■ **Task objective**
All of the records must be restated exactly, with every line complete.

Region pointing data
#####
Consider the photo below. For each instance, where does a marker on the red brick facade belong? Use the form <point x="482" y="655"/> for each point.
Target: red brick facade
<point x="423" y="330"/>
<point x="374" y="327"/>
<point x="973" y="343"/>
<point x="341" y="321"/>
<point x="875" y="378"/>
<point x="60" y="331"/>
#####
■ **Answer for the task**
Consider the photo below. For each instance, where does a marker on the red brick facade belong? Use the form <point x="482" y="655"/> for each point.
Target: red brick facade
<point x="423" y="330"/>
<point x="374" y="327"/>
<point x="973" y="343"/>
<point x="341" y="321"/>
<point x="875" y="378"/>
<point x="60" y="331"/>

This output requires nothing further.